## WORK ORDER
The entries below should be output exactly as written.
▬▬▬▬▬▬
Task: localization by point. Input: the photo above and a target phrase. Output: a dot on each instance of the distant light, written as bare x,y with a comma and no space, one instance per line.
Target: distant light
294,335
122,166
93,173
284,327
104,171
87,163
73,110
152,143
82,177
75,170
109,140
▬▬▬▬▬▬
## TASK OUTPUT
Task: localization by point. Input: the photo above and a target phrase. Output: a dot on each instance of the distant light, written as bare x,y with a comma and no space, one instance per line.
Target: distant light
294,335
122,166
93,173
284,327
104,171
87,163
73,110
152,143
82,177
75,170
109,140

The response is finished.